Text for analysis —
╭──
A Very Important Christmas Stocking

december_25th

My parents are not perfect. No, there’s nothing wrong with them, it’s just that they’re human and perfect people don’t exist. As people, we get things wrong and we get things right.

I want to talk about something my parents got spectacularly, stunningly right.

About <mubmlemurf> years ago, a young couple was speeding along King’s Highway from Dahlgren into Fredericksburg in a VW Bug, with the wife begging her husband to be careful and watch the bumps. She was in labor and it was two o’clock or so on Christmas morning. The closest hospital was about 45 minutes away. Well, 25, given the way her husband drove.

At the hospital, there was some blasé behavior from the nurses. It was a first baby, after all. But at 4:35 that morning, she had her baby. The little girl was then cleaned up, given all the medical tests that were usual at the time, then put in a stocking and given to her parents.

That cemented an idea that had already been settling in my parents’ minds – that a Christmas baby was Important and Special.

It was treated that way from then on. I was named Noel. (I didn’t add the trema for another 12 years when I got sick of my name being mispronounced, and being misgendered). My birthday was treated as something wonderful and awesome rather than an afterthought.

Did I get a birthday party? Well, I kinda got two. I got one with my friends the week before Christmas with a cake (I got some pretty awesome cakes – winter scenes, dolls in ball gowns, Miss Piggy. They were great). That was all kinds of fun.

Then on Christmas Day, my birthday was celebrated with my family. Oh, we did Christmas as a holiday with Santa and presents and feasts and family and fun. It was wonderful. But I always got a couple of nice presents wrapped in birthday paper, and usually another cake with another rousing version of Happy Birthday from the family.

Heck no, I didn’t hate my birthday, nor do I now. I love it. All the emotional stuff surrounding my birthday goes on for a whole month. I’m lucky beyond belief.

But not everyone gets that.
╰──
Your assignment — In the Christmas stocking essay, what was the newborn put in before being handed to the parents? The entries that come next have no connection to the Christmas stocking essay.

Records provided —
╭──
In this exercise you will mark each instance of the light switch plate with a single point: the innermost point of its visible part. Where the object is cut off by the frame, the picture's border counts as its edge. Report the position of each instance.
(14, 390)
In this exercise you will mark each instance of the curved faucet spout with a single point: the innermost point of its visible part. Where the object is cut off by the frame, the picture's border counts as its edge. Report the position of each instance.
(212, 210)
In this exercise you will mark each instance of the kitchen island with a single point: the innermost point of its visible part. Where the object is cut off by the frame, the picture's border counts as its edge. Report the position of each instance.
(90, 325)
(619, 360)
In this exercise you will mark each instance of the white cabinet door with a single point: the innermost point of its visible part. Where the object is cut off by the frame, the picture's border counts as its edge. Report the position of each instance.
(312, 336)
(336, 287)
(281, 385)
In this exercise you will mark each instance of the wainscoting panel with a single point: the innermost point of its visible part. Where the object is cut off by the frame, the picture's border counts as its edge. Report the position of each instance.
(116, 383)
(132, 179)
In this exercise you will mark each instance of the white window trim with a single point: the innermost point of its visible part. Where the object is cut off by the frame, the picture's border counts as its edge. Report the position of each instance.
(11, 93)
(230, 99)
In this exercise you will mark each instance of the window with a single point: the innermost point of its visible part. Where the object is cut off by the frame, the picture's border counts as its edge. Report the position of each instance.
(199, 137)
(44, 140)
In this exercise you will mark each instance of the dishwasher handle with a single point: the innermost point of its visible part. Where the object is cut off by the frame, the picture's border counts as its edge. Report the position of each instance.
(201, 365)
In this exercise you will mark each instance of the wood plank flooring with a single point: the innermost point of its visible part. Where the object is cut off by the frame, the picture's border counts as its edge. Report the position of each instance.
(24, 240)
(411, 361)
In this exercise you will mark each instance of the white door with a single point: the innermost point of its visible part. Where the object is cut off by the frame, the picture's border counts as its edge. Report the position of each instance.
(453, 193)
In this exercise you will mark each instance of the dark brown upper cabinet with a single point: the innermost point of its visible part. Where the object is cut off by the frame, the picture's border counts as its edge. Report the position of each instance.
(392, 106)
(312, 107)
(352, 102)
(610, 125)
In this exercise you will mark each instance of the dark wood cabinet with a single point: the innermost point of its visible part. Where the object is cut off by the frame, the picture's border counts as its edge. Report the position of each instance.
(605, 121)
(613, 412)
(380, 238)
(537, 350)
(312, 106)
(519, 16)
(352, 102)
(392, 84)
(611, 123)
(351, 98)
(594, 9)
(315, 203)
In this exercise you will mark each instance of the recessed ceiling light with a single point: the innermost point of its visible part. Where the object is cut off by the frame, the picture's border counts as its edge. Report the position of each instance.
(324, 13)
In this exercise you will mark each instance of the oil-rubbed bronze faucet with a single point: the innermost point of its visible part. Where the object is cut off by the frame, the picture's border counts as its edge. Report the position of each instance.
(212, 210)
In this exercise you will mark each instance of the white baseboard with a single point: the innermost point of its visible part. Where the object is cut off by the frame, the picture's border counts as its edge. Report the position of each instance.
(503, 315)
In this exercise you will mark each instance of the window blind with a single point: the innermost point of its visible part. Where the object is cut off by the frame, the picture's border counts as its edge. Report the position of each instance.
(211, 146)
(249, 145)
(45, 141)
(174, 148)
╰──
Task answer — A stocking.